Please restate verbatim the lines that open the listing below, ending with the line in which "All paths have fill-rule evenodd." occurs.

### Data shown
■ ■ ■ ■ ■ ■ ■

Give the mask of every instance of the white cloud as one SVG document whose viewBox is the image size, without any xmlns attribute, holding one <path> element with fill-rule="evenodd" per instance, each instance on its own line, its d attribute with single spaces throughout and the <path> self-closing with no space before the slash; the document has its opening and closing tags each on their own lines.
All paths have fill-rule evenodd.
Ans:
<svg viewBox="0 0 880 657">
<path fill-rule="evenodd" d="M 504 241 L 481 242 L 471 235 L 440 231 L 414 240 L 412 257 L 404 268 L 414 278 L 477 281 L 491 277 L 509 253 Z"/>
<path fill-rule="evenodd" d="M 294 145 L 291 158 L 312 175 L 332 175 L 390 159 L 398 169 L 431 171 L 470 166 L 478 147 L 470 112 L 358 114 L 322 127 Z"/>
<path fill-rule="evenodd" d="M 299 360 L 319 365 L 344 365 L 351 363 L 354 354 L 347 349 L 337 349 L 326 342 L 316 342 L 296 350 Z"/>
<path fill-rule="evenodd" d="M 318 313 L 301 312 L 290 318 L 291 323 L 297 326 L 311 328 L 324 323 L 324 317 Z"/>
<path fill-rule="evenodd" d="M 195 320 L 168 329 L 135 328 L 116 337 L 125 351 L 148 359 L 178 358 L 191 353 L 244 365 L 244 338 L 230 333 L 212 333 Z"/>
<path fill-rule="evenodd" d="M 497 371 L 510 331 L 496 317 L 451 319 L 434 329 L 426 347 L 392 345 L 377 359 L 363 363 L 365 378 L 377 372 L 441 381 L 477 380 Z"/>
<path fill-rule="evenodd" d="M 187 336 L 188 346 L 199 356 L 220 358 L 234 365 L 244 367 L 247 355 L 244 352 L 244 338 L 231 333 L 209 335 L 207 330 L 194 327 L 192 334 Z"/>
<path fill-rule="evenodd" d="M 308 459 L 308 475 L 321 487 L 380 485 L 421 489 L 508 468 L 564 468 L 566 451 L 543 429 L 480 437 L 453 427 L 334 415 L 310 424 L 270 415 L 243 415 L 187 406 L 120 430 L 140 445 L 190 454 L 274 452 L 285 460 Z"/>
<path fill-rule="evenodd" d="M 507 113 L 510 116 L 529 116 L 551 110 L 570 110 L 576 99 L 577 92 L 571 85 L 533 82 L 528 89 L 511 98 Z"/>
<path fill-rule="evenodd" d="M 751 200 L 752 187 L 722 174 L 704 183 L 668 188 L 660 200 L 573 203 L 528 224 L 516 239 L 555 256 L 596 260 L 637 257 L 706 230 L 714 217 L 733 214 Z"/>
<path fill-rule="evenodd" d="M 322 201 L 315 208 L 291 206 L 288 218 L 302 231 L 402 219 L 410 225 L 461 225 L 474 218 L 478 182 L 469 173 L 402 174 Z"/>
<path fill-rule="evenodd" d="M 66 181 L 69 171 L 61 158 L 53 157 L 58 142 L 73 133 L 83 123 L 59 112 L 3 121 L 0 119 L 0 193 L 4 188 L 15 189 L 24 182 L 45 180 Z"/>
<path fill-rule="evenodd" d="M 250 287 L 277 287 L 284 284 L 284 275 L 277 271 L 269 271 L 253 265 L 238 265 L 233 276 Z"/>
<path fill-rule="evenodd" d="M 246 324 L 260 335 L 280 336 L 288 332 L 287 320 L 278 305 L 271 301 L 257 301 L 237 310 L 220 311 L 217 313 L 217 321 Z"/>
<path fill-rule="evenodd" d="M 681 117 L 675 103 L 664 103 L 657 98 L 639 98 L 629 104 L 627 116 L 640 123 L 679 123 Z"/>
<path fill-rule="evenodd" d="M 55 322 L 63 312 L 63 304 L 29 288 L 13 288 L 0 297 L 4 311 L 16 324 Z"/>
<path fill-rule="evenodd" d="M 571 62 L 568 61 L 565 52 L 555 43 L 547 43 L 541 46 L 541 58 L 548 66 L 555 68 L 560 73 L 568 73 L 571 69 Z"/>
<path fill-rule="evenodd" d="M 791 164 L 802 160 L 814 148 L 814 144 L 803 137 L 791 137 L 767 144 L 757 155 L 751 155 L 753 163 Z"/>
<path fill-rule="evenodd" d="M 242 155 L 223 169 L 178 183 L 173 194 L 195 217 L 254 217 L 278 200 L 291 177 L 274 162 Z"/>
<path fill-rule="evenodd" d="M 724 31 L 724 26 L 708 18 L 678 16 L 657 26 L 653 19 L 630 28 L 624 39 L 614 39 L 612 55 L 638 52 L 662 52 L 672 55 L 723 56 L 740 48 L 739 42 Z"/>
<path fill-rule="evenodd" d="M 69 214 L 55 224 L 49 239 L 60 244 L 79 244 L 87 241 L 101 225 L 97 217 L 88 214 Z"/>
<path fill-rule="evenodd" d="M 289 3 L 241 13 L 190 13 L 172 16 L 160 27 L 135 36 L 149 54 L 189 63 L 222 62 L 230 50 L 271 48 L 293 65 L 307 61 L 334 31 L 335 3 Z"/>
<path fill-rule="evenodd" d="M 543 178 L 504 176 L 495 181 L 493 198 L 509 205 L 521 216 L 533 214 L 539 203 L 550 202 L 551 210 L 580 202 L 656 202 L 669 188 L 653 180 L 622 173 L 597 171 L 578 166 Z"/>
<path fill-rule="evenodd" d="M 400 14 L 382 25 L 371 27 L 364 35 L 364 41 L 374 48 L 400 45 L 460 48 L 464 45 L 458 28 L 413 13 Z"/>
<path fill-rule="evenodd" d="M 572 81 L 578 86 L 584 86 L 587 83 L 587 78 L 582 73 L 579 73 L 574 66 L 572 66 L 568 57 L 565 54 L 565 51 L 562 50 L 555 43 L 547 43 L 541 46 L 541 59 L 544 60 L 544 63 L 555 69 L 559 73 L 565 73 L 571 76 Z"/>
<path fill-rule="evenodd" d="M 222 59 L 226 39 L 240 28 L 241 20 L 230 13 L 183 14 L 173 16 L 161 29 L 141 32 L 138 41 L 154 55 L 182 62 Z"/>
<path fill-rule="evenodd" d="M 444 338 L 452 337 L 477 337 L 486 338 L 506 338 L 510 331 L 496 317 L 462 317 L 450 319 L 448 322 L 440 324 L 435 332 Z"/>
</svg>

■ ■ ■ ■ ■ ■ ■

### Exercise solution
Give the mask of every instance of the white cloud as one SVG document whose viewBox is the image size, without any xmlns attribute, holding one <path> element with fill-rule="evenodd" per instance, each instance on its own line, its d attribute with single spaces throughout and the <path> self-closing with no space before the slash; the document has its opening and closing tags each on their own lines.
All paths have fill-rule evenodd.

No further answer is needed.